***** Extracted information
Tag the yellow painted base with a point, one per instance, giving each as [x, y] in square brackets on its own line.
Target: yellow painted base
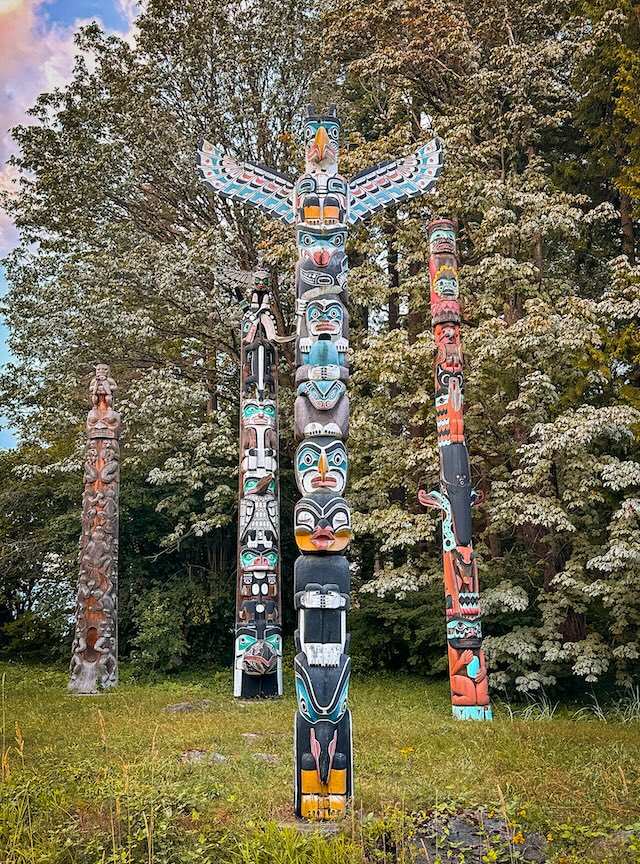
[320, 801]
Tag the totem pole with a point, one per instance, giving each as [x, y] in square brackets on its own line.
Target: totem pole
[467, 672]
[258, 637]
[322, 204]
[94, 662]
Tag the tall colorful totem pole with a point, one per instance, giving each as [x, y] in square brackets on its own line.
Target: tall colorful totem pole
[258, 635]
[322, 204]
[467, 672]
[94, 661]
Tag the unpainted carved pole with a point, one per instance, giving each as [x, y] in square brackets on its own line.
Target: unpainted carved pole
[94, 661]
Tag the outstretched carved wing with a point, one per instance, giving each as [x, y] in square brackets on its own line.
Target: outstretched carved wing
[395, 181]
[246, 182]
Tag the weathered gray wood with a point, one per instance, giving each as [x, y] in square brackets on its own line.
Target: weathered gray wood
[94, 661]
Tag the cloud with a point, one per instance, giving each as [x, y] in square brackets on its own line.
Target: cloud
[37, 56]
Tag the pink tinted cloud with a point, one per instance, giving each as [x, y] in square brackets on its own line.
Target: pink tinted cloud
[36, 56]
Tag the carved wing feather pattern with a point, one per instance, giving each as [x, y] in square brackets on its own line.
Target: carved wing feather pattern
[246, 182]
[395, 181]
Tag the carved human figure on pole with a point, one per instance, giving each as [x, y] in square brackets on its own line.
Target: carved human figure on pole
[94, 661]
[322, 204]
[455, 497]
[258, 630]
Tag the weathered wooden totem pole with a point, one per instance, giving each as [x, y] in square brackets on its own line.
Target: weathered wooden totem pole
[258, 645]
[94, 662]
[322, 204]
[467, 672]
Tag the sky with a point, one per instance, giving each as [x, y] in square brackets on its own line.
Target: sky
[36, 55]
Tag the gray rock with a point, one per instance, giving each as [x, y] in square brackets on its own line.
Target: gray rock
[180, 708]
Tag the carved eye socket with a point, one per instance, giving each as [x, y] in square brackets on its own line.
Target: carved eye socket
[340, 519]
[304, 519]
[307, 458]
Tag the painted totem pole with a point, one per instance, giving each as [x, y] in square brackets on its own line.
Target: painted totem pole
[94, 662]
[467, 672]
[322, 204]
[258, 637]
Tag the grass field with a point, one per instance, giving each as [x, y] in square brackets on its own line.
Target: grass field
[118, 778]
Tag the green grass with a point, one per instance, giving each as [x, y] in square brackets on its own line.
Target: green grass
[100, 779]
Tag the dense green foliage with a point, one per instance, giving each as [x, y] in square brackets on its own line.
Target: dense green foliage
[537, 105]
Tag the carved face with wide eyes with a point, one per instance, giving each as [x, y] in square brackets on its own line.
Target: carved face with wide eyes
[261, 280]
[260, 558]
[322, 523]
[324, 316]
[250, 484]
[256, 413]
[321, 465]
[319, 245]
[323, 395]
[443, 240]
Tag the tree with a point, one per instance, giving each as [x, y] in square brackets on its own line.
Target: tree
**********
→ **Task prompt**: Output the records above in their entirety and exactly, leaving out all images.

→ **Written solution**:
Tag the yellow painted base with a point, one per instance, giving each as [x, y] in square brackets on its own line.
Target: yellow painted base
[320, 801]
Tag the totem pole with a point, one per instance, giving each as [x, y] in square brackets on its own line.
Target: totem pole
[467, 672]
[258, 637]
[322, 204]
[94, 662]
Tag the tall colorful totem pole with a point, one per instance, giving each as [x, y] in square brackets on its own line.
Target: tall colorful totem pole
[258, 635]
[322, 204]
[467, 672]
[94, 661]
Tag the unpainted carved pole with a point, one per instance, giving each as [x, y] in square brackets on its own line.
Target: unpainted carved pole
[94, 661]
Tag the outstretched carved wing with a point, one per instance, giving each as [x, y] in square brackets on its own line.
Target: outstretched carved wing
[395, 181]
[246, 182]
Tag the weathered gray wood with a point, one per instance, giving each as [x, y] in square brackets on its own line.
Target: weathered gray wood
[94, 661]
Tag the cloud with a point, one per instance, giving each as [x, y] in square brackets on its own line.
Target: cloud
[37, 56]
Tag the pink tinted cloud with a point, one per instance, giving each as [x, y] in square brackets on its own line.
Target: pink tinted cloud
[36, 56]
Tag the carved wing feather pattern with a point, one per instance, giving each as [x, y] in square brackets on its own line.
Target: carved wing feather pattern
[246, 182]
[395, 181]
Tag the carved human figure on pole with a point, one per instance, giving each as [x, y] in square brackets on its own line.
Target: carved human figure on pole
[94, 661]
[322, 204]
[455, 497]
[258, 630]
Tag the weathered wooden totem pole with a point, one per instance, giving each as [x, y] in square brackets on its own line.
Target: weathered wooden totem pole
[258, 645]
[94, 662]
[322, 204]
[467, 672]
Tag the sky with a point, one per instance, giving each as [x, y] in square brackets on its own line.
Target: sky
[36, 55]
Tag the gray rock with a point, one per instance, giving each as [x, y] in square brackets on its own line.
Target: gray rock
[180, 708]
Tag the carved eye socket with a point, one per instance, giving each as [x, y] in square brackets on its own line.
Target: carved eye socket
[340, 519]
[304, 519]
[307, 458]
Tag the painted totem pole with a point, one per instance, giving each as [x, y] in square brackets on its own line.
Target: painted totem pole
[94, 662]
[467, 672]
[322, 204]
[258, 637]
Tag the grass field with a point, one per instance, giving each as [x, y] in square brackets on its own line.
Target: grass field
[118, 778]
Tag the green grass with a point, one per instance, giving each as [x, y] in square brackets on its own line.
Target: green grass
[100, 779]
Tag the dense green foliage with a point, one per instance, giving each as [x, y] in square brackets on its own line.
Target: dense green foliage
[537, 105]
Tag the carved face with wide eyes with a point, one per instance, giving each as [x, y] in square brackets on its own line.
Target: carved face with wide eyes
[261, 280]
[260, 558]
[322, 523]
[324, 316]
[250, 484]
[256, 413]
[321, 465]
[319, 245]
[323, 395]
[443, 240]
Tag the tree with a point, one per instance, giving each as [x, y] in square brackets on its own line.
Target: tree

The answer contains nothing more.